===== RECORDS FOR THIS EXERCISE =====

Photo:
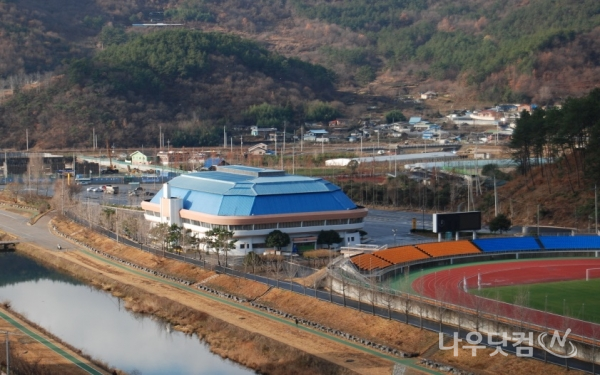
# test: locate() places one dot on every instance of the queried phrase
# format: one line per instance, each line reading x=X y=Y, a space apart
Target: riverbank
x=243 y=337
x=35 y=351
x=393 y=334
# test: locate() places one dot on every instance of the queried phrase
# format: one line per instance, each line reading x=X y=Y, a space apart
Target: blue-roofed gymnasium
x=253 y=202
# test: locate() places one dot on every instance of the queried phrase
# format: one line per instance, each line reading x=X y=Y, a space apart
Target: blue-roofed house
x=414 y=120
x=213 y=162
x=314 y=134
x=253 y=202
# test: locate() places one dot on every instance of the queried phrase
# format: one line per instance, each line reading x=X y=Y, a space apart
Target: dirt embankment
x=393 y=334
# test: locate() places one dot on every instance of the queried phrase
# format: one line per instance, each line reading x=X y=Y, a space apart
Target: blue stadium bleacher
x=507 y=244
x=570 y=242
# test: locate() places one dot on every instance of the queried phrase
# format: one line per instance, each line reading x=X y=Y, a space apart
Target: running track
x=447 y=286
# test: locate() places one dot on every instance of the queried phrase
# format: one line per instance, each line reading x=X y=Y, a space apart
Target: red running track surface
x=447 y=286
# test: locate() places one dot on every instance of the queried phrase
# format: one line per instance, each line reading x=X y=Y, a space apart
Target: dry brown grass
x=255 y=352
x=134 y=255
x=239 y=287
x=251 y=349
x=482 y=363
x=394 y=334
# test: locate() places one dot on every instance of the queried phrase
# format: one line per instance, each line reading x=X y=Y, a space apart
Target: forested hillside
x=186 y=81
x=539 y=51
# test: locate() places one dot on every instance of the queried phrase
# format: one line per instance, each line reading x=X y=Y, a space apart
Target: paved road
x=41 y=235
x=38 y=233
x=380 y=226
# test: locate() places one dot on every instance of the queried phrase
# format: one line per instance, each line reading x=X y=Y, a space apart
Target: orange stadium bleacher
x=401 y=254
x=369 y=262
x=448 y=248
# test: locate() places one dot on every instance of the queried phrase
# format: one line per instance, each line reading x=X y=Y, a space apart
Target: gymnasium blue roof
x=244 y=191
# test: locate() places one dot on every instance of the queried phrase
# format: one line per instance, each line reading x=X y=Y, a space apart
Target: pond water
x=96 y=322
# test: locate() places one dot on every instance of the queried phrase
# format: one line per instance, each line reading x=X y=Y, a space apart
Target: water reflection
x=97 y=323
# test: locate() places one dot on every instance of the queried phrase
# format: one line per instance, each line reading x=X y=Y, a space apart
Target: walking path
x=84 y=365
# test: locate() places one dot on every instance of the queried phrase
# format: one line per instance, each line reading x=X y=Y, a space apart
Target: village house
x=258 y=149
x=428 y=95
x=140 y=158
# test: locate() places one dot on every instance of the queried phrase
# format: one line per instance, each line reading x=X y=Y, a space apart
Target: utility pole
x=495 y=198
x=283 y=148
x=538 y=217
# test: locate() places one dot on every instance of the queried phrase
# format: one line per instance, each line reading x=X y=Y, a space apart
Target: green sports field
x=577 y=299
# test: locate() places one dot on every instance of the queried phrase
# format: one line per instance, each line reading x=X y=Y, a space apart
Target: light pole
x=7 y=354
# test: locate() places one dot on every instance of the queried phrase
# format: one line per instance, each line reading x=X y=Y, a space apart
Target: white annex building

=====

» **BRIEF**: Write the listing out a second time exactly, dropping all images.

» **EXERCISE SOLUTION**:
Photo:
# test: locate() places one dot on every instance of the queried phrase
# format: one line per instance, each line reading x=X y=Y, a space apart
Target: riverbank
x=243 y=337
x=35 y=351
x=393 y=334
# test: locate() places one dot on every instance of the queried phrase
# format: one line per instance, each line reading x=X y=Y, a space apart
Target: blue-roofed gymnasium
x=253 y=202
# test: locate() places one dot on every instance of the queried phrase
# format: one line per instance, each line reading x=X y=Y, a space apart
Target: blue-roofed house
x=414 y=120
x=213 y=162
x=314 y=134
x=253 y=202
# test: locate() places one dot on every instance of the queried phrase
# format: one line per instance, each line reading x=X y=Y, a space apart
Target: dirt embankment
x=393 y=334
# test: locate() places one dot on every instance of the queried phrase
# format: one line per instance, each line reading x=X y=Y, a space apart
Target: blue stadium bleacher
x=507 y=244
x=570 y=242
# test: locate() places one dot on every instance of the queried phrase
# format: one line per instance, each line reading x=X y=Y, a space apart
Target: running track
x=447 y=286
# test: locate() places one dot on every instance of the queried phrase
# format: one line per instance, each line reading x=X y=Y, a space apart
Target: red running track surface
x=447 y=286
# test: locate() places one dot on every instance of the queried phrase
# format: one line per instance, each line reading x=X y=Y, a space apart
Target: dry brown grass
x=255 y=352
x=134 y=255
x=239 y=287
x=251 y=349
x=482 y=363
x=394 y=334
# test: locate() places one dot on every instance of the queried phrase
# format: one line per instance, each line reading x=X y=Y, a space apart
Target: forested hillside
x=186 y=81
x=539 y=51
# test: locate() places one dot on every instance of the queried phrase
# format: one line per instance, each line reading x=X y=Y, a space apart
Target: paved road
x=41 y=235
x=38 y=233
x=380 y=226
# test: locate() places one dot on every instance of the queried phrase
# format: one line per instance, each line reading x=X y=Y, a space apart
Target: orange stadium bleacher
x=401 y=254
x=369 y=262
x=448 y=248
# test: locate() places one dot on every instance of the queried phrase
# format: one line per instance, each line reading x=X y=Y, a space apart
Target: gymnasium blue roof
x=244 y=191
# test: locate() places one dot on every instance of the queried phrase
# format: one line per instance, each line reading x=X y=Y, a space apart
Target: pond water
x=96 y=322
# test: locate() places one dot on every instance of the queried phrase
# format: one line per instance, each line reading x=X y=Y, a space apart
Target: water reflection
x=97 y=323
# test: locate() places one dot on every instance of the queried phrase
# format: one line per instance, each line reading x=X y=Y, a space apart
Target: walking path
x=84 y=365
# test: locate() places one dot on every instance of the queried phrase
# format: one line per instance, each line reading x=X y=Y, a space apart
Target: village house
x=258 y=149
x=428 y=95
x=140 y=158
# test: locate() places one dot on every instance of the queried phrase
# format: one line per instance, each line reading x=X y=Y, a space apart
Target: utility pole
x=495 y=198
x=283 y=148
x=538 y=217
# test: locate() places one dot on every instance of the queried phrase
# format: one line per instance, each line reading x=X y=Y, a space apart
Target: green sports field
x=577 y=299
# test: locate() places one dot on every instance of the queried phrase
# format: one line per instance, each line reading x=X y=Y, a space apart
Target: light pole
x=7 y=354
# test: locate() places one dot on every instance of the queried phrase
# format: one line per instance, each line reading x=X y=Y, a space apart
Target: white annex building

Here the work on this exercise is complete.